──────── Excerpted data
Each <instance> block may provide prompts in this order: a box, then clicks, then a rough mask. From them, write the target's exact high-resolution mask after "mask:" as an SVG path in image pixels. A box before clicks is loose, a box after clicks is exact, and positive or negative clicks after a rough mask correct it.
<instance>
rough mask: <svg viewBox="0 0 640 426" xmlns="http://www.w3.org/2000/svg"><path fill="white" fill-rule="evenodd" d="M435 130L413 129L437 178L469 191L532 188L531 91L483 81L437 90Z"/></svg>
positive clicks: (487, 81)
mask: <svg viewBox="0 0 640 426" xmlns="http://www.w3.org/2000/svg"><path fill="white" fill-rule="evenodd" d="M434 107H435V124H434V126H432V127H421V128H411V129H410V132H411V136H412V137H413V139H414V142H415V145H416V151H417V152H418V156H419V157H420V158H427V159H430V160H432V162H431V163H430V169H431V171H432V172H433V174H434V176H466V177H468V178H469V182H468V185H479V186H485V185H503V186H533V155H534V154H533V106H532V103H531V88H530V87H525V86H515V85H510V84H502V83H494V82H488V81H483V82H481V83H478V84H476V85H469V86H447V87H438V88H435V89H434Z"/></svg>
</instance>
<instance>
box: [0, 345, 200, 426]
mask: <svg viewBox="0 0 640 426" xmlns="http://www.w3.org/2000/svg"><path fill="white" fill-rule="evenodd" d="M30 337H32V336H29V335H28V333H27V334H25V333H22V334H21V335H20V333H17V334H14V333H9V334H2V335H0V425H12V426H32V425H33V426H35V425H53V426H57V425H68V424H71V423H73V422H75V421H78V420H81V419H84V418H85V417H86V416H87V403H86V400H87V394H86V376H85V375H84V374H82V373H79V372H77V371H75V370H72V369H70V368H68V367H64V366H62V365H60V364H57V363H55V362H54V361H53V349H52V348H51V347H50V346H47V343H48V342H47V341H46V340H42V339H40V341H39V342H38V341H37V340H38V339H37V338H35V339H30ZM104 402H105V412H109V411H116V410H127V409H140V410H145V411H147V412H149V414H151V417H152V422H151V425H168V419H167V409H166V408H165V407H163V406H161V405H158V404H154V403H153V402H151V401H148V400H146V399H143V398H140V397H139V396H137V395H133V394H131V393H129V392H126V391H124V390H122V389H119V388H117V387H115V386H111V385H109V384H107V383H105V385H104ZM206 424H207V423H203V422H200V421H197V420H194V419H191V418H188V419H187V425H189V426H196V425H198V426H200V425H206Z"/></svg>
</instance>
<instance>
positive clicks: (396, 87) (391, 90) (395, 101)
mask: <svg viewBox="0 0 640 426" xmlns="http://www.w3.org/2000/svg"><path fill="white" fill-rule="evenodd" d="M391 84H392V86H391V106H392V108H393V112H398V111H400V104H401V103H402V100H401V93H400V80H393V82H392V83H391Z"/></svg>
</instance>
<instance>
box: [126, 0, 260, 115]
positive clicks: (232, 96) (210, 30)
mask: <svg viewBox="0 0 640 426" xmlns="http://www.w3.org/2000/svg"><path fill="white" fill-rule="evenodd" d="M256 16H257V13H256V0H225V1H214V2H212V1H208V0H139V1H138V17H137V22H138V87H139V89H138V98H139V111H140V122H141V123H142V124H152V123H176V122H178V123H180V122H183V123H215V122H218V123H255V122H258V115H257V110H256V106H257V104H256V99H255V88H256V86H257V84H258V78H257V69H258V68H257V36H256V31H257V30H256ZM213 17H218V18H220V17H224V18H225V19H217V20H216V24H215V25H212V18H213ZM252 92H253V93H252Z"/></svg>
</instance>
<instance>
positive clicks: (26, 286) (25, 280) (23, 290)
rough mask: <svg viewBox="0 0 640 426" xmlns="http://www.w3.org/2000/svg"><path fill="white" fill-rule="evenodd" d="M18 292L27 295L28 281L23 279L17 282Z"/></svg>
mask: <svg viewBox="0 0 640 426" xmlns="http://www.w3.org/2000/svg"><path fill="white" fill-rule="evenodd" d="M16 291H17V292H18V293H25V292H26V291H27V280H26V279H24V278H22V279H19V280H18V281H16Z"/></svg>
────────────────
- **Exercise directions**:
Please reproduce all of the entries exactly as they stand.

- **Exercise result**:
Each <instance> block may provide prompts in this order: a box, then clicks, then a rough mask. From them, write the target's exact high-resolution mask after "mask:" as an SVG path in image pixels. A box before clicks is loose, a box after clicks is exact, and positive or negative clicks after a rough mask correct it.
<instance>
rough mask: <svg viewBox="0 0 640 426" xmlns="http://www.w3.org/2000/svg"><path fill="white" fill-rule="evenodd" d="M435 130L413 129L437 178L469 191L532 188L531 91L483 81L437 90Z"/></svg>
positive clicks: (487, 81)
mask: <svg viewBox="0 0 640 426" xmlns="http://www.w3.org/2000/svg"><path fill="white" fill-rule="evenodd" d="M434 107H435V124H434V126H432V127H421V128H411V129H410V132H411V136H412V137H413V139H414V142H415V145H416V151H417V152H418V156H419V157H420V158H427V159H430V160H432V162H431V163H430V169H431V171H432V172H433V174H434V176H466V177H468V178H469V182H468V185H479V186H485V185H503V186H533V155H534V154H533V106H532V103H531V88H530V87H525V86H515V85H510V84H502V83H494V82H488V81H483V82H481V83H478V84H476V85H469V86H447V87H438V88H435V89H434Z"/></svg>
</instance>
<instance>
box: [0, 345, 200, 426]
mask: <svg viewBox="0 0 640 426" xmlns="http://www.w3.org/2000/svg"><path fill="white" fill-rule="evenodd" d="M30 337H32V336H29V335H28V333H27V334H25V333H22V334H21V335H20V333H17V334H14V333H9V334H2V335H0V425H12V426H32V425H33V426H35V425H53V426H57V425H68V424H71V423H73V422H75V421H78V420H81V419H84V418H85V417H86V416H87V403H86V400H87V394H86V376H85V375H84V374H82V373H79V372H77V371H75V370H72V369H70V368H68V367H64V366H62V365H60V364H57V363H55V362H54V361H53V349H52V348H51V347H50V346H47V343H48V342H47V341H46V340H42V339H40V341H39V342H38V341H37V340H38V339H37V338H35V339H30ZM104 402H105V412H109V411H116V410H127V409H140V410H145V411H147V412H149V414H151V417H152V422H151V425H168V419H167V409H166V408H165V407H163V406H161V405H158V404H154V403H153V402H151V401H148V400H146V399H143V398H140V397H139V396H137V395H133V394H131V393H129V392H126V391H124V390H122V389H119V388H117V387H115V386H111V385H109V384H107V383H105V385H104ZM206 424H207V423H203V422H200V421H197V420H194V419H191V418H188V419H187V425H189V426H196V425H198V426H200V425H206Z"/></svg>
</instance>
<instance>
positive clicks: (396, 87) (391, 90) (395, 101)
mask: <svg viewBox="0 0 640 426" xmlns="http://www.w3.org/2000/svg"><path fill="white" fill-rule="evenodd" d="M391 84H392V86H391V106H392V108H393V112H398V111H400V104H401V103H402V100H401V93H400V80H393V82H392V83H391Z"/></svg>
</instance>
<instance>
box: [126, 0, 260, 115]
positive clicks: (232, 96) (210, 30)
mask: <svg viewBox="0 0 640 426" xmlns="http://www.w3.org/2000/svg"><path fill="white" fill-rule="evenodd" d="M256 16H257V13H256V0H225V1H214V2H212V1H208V0H139V1H138V17H137V22H138V87H139V89H138V98H139V111H140V122H141V123H142V124H152V123H176V122H178V123H180V122H183V123H215V122H218V123H255V122H258V115H257V110H256V106H257V104H256V99H255V88H256V86H257V84H258V78H257V69H258V68H257V36H256V31H257V30H256ZM213 17H218V18H220V17H224V18H225V19H217V20H216V24H215V25H212V18H213ZM252 92H253V93H252Z"/></svg>
</instance>
<instance>
positive clicks: (26, 286) (25, 280) (23, 290)
rough mask: <svg viewBox="0 0 640 426" xmlns="http://www.w3.org/2000/svg"><path fill="white" fill-rule="evenodd" d="M18 292L27 295L28 281L23 279L17 282Z"/></svg>
mask: <svg viewBox="0 0 640 426" xmlns="http://www.w3.org/2000/svg"><path fill="white" fill-rule="evenodd" d="M16 291H17V292H18V293H25V292H26V291H27V280H26V279H24V278H22V279H19V280H18V281H16Z"/></svg>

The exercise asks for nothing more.